Passage shown:
I must start by apologizing to the readers: this Happy New Year Post is late due to health circumstances of a relative, fortunately now under control. You know, end of year excesses. So let’s start by wishing all the readers of this blog a good and productive 2008, with some of the Caracas fireworks. And let’s set the tone of this post right here: the success of this blog is due to its readers and even more so this year.
I must thank readers because this year this blog has reached numbers that I would have never dreamed to reach when I started 5 years ago, not even knowing what a blog was. Because it also turns out that in a few days this blog will be five years old. It all started when US friends suggested that I publish in a blog the letters I was sending them thorough the “paro” of 2002-2003. Over time Venezuela News became a specialty blog that acquired a following and some modest renown. Last year for the presidential election the BBC asked for a blurb. This year I have written several articles for other pages and got requests for yet more pages that I had to decline for the time being because simply I have no time. Besides, writing here I can indulge in some sloppy English, but publishing anything elsewhere is not as forgiving.
The diverse statistics for this year are interesting. First this last November and December are respectively the second and first most unique visitors count ever. More than in August 2004, more than in December 2006. The blog through the years has become consistent enough to attract more attention, even for issues that the casual observer might not consider as pressing as a presidential election. Even the Technorati ratings have placed this blog regularly between 18,000 and 25,000 out of the millions of blogs followed. For a niche blog, a dedicated anti Chavez 365/365, to reach the percentile top 2% is quite a feat.

Entries provided:
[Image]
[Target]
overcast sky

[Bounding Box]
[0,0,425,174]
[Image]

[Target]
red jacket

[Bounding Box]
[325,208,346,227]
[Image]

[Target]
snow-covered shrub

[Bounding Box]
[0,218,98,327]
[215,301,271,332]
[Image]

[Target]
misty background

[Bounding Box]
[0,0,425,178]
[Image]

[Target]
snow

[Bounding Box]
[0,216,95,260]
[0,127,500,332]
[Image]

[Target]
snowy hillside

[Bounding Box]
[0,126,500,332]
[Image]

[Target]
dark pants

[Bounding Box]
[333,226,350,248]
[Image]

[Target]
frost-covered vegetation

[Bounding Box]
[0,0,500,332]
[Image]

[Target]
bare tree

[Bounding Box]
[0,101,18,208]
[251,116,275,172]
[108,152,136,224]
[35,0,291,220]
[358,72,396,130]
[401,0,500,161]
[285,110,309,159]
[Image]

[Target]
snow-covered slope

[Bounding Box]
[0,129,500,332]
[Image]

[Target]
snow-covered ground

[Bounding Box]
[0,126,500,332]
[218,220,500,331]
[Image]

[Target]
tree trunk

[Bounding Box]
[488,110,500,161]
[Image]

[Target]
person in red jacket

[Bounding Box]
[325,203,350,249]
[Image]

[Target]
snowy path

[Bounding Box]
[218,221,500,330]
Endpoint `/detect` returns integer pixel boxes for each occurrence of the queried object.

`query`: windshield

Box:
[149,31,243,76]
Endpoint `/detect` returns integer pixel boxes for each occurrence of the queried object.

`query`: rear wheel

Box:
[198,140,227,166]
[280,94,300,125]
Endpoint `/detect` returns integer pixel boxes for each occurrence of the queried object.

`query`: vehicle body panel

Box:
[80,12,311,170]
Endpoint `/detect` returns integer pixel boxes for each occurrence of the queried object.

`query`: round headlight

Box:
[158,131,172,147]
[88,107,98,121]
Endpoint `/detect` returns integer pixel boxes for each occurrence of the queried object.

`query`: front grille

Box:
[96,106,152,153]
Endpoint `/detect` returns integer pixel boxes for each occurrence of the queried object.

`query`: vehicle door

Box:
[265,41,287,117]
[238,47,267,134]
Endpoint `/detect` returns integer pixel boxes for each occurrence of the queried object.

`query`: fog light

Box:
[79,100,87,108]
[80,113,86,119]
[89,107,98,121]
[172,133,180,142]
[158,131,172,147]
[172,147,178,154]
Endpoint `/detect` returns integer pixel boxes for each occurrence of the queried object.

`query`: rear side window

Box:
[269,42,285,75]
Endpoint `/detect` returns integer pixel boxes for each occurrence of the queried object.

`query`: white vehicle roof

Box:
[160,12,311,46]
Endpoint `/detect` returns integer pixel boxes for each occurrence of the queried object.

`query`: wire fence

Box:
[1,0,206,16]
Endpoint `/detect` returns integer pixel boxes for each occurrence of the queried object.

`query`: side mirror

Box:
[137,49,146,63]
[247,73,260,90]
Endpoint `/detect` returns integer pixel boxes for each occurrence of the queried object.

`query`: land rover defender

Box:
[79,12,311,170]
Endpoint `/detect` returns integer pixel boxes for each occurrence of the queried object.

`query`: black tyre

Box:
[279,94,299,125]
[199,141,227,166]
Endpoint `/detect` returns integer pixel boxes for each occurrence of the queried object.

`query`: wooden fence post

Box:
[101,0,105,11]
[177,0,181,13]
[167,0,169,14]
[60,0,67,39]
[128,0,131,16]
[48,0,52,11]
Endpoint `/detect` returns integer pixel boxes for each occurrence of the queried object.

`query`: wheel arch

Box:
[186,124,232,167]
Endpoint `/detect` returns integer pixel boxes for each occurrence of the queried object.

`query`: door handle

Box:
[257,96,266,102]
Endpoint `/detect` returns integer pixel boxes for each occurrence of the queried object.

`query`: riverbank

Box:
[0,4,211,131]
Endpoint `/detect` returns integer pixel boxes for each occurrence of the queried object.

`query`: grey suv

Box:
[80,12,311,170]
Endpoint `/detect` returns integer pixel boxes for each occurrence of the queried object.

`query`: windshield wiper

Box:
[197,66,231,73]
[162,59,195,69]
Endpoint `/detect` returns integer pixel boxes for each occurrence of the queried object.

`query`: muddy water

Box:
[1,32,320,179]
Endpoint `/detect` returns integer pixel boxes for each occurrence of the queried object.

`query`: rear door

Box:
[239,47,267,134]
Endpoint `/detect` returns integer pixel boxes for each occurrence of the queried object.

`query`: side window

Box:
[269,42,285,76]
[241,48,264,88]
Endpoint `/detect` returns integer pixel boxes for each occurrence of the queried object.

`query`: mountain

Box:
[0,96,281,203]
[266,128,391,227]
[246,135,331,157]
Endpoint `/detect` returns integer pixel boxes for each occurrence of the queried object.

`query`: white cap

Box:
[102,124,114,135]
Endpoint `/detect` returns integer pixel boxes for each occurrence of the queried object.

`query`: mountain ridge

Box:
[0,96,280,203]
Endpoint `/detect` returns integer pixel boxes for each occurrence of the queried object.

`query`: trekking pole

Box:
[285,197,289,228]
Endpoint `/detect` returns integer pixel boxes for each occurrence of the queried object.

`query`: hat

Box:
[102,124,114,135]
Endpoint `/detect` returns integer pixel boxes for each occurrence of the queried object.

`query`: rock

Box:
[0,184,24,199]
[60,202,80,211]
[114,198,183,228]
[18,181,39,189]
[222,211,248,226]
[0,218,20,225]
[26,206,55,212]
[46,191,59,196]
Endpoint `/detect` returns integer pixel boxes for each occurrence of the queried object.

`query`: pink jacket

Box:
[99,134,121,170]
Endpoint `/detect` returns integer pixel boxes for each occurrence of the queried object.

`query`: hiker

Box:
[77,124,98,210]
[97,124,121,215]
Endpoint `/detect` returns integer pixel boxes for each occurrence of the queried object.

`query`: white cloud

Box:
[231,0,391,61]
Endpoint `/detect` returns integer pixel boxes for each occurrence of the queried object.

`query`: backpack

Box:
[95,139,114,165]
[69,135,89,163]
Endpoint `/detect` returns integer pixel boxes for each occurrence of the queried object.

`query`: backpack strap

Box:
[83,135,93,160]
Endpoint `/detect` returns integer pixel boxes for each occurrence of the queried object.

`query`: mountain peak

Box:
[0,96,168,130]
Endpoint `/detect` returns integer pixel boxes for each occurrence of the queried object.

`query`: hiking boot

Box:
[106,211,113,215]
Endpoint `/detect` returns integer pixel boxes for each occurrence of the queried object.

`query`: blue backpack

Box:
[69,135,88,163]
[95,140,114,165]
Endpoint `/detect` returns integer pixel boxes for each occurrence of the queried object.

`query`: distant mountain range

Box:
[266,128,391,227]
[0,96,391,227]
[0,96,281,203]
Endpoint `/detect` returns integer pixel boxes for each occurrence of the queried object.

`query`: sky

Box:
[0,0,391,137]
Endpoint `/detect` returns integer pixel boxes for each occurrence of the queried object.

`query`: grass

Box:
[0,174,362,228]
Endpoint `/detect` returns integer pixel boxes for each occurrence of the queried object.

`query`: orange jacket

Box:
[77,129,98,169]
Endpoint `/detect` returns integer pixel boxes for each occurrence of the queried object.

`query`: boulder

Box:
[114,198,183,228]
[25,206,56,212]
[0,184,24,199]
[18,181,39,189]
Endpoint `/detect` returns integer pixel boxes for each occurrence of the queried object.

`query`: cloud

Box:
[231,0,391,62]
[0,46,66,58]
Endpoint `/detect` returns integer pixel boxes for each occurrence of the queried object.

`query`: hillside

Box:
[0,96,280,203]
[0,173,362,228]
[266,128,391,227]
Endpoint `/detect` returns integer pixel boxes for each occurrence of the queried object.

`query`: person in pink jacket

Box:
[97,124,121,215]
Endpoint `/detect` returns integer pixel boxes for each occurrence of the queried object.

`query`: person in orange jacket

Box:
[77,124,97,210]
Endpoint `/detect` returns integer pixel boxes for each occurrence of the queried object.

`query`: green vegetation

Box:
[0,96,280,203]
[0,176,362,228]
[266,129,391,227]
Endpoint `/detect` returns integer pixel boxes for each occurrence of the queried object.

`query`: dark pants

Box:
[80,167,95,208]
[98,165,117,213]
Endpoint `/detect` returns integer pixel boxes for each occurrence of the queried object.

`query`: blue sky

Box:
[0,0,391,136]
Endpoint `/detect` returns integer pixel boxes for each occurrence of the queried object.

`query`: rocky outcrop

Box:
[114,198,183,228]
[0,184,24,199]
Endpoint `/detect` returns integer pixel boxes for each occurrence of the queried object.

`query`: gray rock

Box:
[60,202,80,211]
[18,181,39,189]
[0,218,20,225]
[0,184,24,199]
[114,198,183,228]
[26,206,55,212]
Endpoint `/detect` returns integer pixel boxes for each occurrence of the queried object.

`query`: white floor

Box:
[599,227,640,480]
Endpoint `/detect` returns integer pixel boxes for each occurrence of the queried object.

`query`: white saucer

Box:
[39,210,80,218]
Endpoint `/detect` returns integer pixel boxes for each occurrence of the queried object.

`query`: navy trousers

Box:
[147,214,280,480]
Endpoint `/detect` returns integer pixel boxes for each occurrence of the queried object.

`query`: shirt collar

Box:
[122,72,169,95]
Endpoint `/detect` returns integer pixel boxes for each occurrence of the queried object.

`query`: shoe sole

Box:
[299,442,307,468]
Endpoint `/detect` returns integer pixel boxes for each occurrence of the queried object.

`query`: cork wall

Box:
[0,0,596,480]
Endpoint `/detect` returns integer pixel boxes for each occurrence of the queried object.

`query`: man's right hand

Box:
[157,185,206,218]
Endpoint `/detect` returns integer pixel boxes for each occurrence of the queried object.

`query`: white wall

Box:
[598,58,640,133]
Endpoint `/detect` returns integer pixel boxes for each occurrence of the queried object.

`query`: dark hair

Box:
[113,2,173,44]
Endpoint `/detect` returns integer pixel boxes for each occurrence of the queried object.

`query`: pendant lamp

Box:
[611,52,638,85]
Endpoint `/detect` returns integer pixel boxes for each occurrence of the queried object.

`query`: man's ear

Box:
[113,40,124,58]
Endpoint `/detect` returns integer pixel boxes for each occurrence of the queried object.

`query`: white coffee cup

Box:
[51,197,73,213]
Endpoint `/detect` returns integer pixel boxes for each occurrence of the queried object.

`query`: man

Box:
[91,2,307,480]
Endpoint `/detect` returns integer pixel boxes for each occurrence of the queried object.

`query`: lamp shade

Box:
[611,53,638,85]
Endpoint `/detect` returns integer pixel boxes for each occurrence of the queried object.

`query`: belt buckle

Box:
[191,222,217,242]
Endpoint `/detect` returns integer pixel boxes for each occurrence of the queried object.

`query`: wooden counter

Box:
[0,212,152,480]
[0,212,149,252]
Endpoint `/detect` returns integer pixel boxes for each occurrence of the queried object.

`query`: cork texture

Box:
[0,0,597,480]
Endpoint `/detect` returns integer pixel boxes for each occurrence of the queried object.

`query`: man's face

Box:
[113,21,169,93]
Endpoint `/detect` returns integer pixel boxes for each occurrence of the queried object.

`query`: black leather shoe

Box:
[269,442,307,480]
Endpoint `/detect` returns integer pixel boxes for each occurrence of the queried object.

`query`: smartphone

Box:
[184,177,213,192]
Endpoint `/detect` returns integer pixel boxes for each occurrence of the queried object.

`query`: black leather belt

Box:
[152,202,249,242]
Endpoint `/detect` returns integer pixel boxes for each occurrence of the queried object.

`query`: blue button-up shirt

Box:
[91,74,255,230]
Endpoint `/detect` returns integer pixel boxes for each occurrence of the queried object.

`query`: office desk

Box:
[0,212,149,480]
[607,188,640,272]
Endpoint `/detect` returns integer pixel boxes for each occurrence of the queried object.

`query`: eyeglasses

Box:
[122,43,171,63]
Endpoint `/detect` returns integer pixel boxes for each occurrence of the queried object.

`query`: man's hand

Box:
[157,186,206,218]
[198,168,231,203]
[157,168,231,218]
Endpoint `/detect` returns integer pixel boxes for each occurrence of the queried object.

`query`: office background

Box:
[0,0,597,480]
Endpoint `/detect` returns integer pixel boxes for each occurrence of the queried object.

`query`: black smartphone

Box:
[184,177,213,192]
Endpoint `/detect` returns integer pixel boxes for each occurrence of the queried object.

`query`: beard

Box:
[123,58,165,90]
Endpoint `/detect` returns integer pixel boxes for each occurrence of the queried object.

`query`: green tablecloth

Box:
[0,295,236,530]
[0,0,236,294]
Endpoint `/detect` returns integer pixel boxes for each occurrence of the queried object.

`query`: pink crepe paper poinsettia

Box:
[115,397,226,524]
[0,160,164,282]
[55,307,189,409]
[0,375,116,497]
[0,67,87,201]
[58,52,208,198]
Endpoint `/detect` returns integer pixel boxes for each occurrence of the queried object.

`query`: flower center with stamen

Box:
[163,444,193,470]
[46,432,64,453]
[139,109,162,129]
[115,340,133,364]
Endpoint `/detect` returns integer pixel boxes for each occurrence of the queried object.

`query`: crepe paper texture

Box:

What to produce: Translate into Spanish this sentence from the New Year blog post: "Over time Venezuela News became a specialty blog that acquired a following and some modest renown."

Complete response: Con el tiempo, Venezuela News se convirtió en un blog especializado que adquirió seguidores y cierto renombre modesto.